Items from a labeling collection
────────────────
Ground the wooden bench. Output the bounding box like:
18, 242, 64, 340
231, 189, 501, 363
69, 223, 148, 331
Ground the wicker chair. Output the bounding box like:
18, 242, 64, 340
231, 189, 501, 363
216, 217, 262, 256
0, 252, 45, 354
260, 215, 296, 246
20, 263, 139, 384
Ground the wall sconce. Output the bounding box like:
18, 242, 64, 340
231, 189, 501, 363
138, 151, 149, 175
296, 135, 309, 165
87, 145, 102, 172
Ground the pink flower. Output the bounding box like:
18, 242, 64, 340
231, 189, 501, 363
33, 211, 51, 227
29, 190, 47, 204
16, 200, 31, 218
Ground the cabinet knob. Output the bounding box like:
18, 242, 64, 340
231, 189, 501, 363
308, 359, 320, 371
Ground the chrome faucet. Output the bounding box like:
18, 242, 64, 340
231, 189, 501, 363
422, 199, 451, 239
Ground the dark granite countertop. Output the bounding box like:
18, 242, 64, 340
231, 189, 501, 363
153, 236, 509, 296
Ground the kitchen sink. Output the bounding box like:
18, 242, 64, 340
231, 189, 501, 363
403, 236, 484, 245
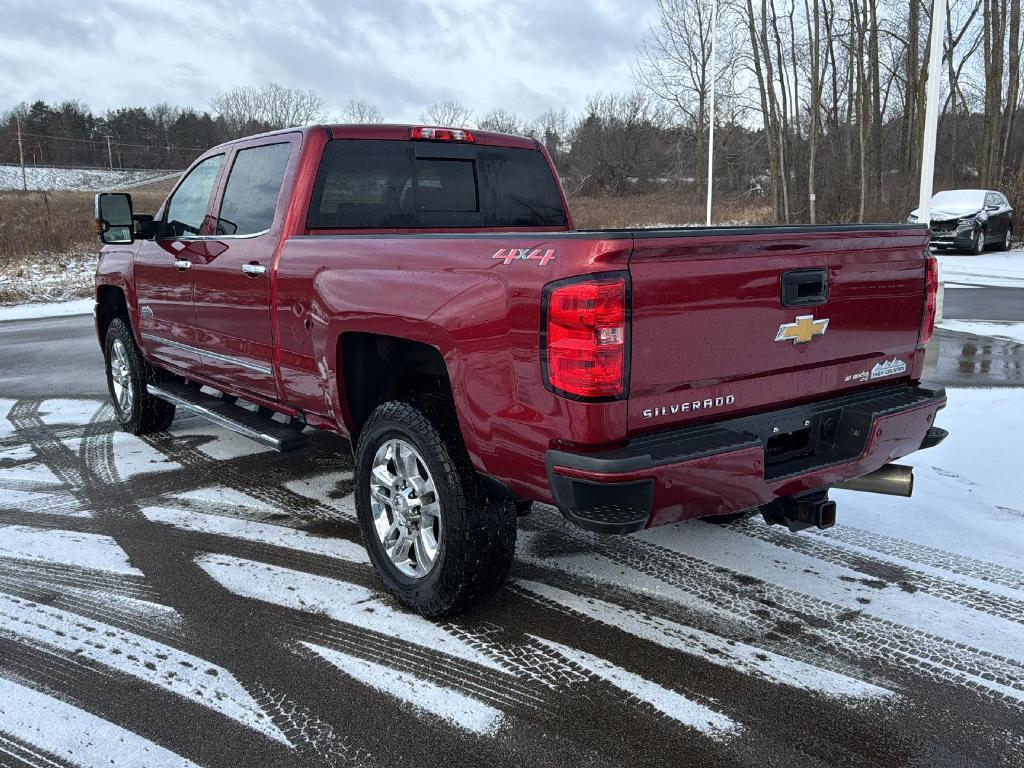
────────────────
_WORK TO BE COMPLETED_
Write out the data lines exactly, starting at the line that contains "Ground the kitchen" and ending at the end of the data. Leave the pictures out of your answer.

_SOLVED PROBLEM_
Ground the kitchen sink. Output the bounding box like:
18, 242, 64, 340
231, 189, 501, 363
403, 236, 484, 245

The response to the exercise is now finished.